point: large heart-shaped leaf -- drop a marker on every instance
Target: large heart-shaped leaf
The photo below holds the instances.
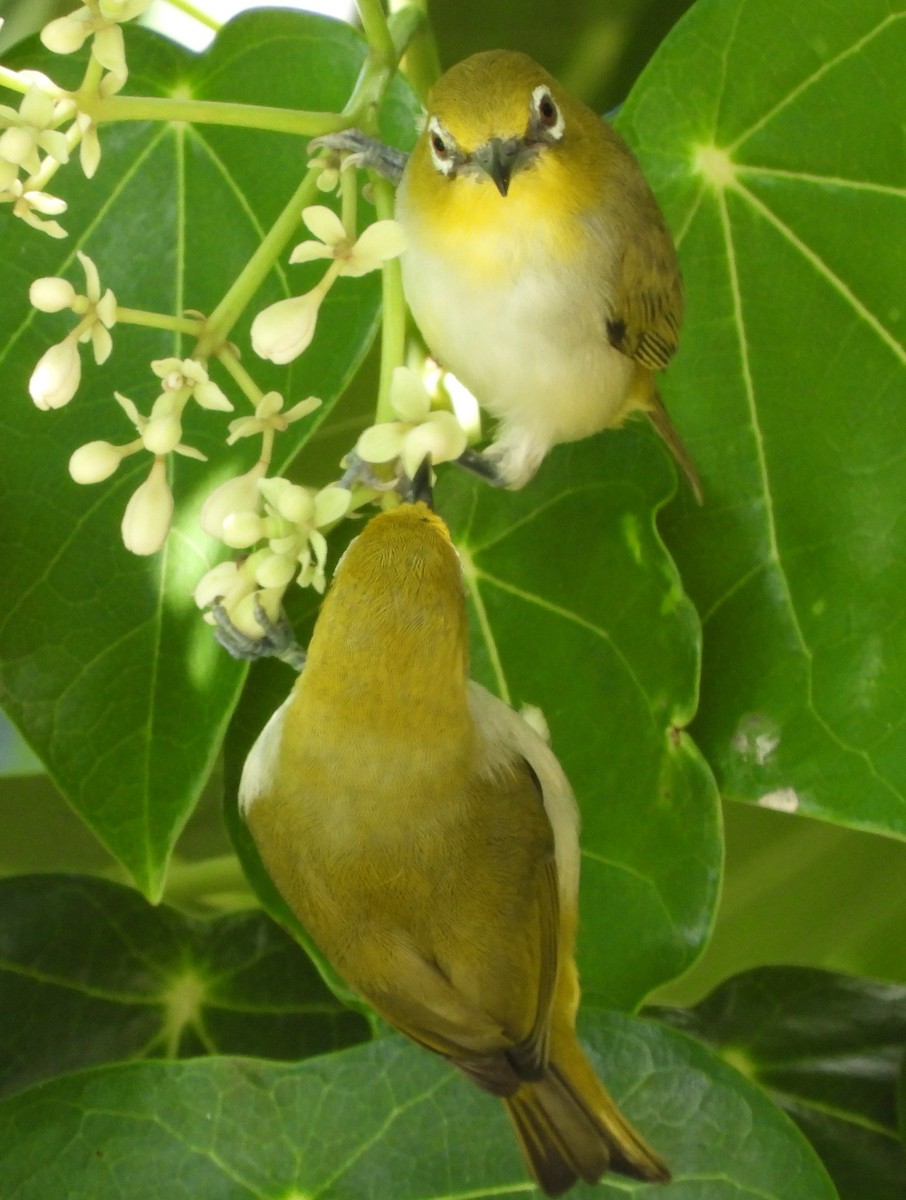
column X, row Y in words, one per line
column 91, row 973
column 774, row 138
column 384, row 1120
column 828, row 1050
column 107, row 667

WORK TASK: Total the lines of the data that include the word "heart", and give that total as the sole response.

TASK OUTPUT: 2